#### Assignment:
Below are the records; count how many of their lines contain the word "woman" and give that number only.

[Dataset excerpts — start]

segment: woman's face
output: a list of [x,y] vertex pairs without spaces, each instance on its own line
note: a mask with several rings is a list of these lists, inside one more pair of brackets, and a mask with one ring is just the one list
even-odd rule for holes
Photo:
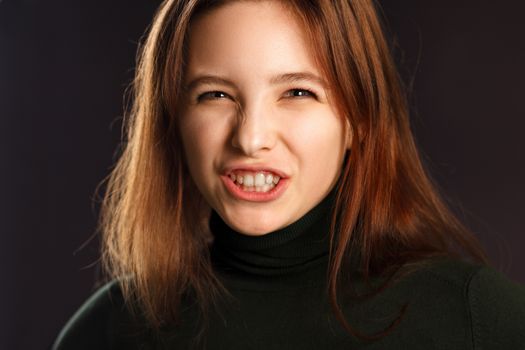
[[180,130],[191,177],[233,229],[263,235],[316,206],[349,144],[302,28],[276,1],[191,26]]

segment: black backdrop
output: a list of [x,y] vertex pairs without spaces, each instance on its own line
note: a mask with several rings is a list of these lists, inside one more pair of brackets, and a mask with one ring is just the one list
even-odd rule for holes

[Dataset excerpts — finish]
[Dataset excerpts — start]

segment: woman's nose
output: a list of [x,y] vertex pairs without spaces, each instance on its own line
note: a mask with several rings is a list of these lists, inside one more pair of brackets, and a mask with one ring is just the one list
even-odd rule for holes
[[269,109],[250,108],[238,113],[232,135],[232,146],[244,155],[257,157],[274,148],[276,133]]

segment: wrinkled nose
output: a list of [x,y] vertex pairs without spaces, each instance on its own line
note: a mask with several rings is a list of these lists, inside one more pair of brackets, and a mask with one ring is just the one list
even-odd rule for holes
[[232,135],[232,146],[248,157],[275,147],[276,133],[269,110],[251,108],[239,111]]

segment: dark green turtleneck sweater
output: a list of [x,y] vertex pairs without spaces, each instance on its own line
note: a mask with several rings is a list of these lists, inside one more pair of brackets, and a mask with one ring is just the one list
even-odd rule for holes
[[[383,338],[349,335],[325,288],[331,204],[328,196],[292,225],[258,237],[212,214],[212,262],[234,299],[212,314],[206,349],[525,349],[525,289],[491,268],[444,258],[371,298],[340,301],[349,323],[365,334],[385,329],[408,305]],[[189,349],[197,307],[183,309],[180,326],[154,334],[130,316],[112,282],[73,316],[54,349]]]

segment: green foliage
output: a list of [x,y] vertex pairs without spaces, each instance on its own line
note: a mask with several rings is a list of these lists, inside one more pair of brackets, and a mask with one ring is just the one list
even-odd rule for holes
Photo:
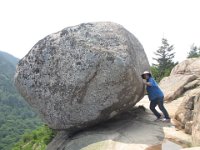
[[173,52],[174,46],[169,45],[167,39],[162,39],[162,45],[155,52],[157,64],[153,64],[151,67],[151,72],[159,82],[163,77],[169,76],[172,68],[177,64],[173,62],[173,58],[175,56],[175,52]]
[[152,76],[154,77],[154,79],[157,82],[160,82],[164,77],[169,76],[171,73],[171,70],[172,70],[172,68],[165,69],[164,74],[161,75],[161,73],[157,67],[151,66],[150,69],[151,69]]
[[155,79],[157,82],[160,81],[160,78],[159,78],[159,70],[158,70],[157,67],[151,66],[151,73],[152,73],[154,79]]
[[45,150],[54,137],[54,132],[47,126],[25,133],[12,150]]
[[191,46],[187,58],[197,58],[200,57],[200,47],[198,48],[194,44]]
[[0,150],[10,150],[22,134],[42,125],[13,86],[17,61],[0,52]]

[Dataset excerpts — finish]
[Dataset excerpts — start]

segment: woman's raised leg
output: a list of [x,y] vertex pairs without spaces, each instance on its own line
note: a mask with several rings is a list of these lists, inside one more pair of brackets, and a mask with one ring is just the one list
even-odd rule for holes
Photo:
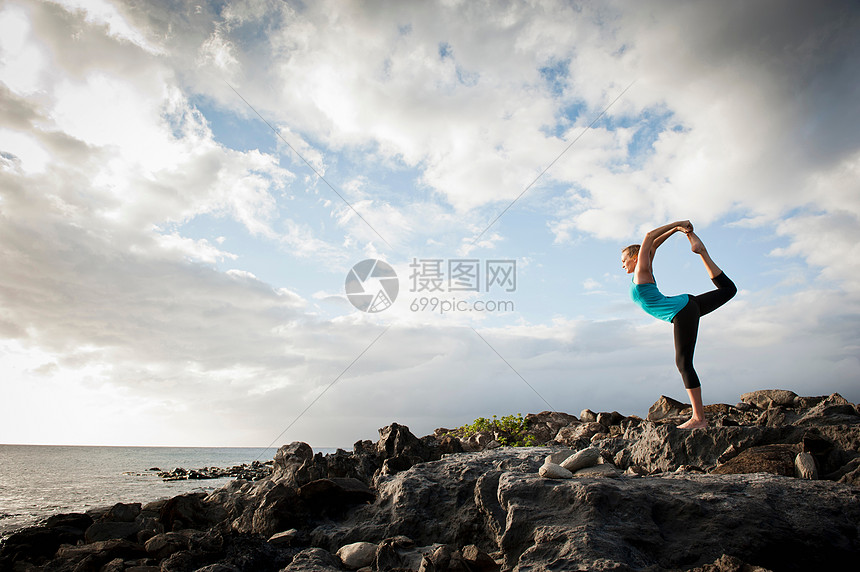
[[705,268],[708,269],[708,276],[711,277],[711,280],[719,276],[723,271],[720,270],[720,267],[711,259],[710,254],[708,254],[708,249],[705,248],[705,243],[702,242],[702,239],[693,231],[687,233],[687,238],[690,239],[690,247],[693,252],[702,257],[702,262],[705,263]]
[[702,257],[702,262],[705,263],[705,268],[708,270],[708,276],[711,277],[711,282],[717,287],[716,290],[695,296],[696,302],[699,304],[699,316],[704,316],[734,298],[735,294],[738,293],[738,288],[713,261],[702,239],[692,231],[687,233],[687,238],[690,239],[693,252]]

[Dataset excerpts — finish]

#### Solution for this task:
3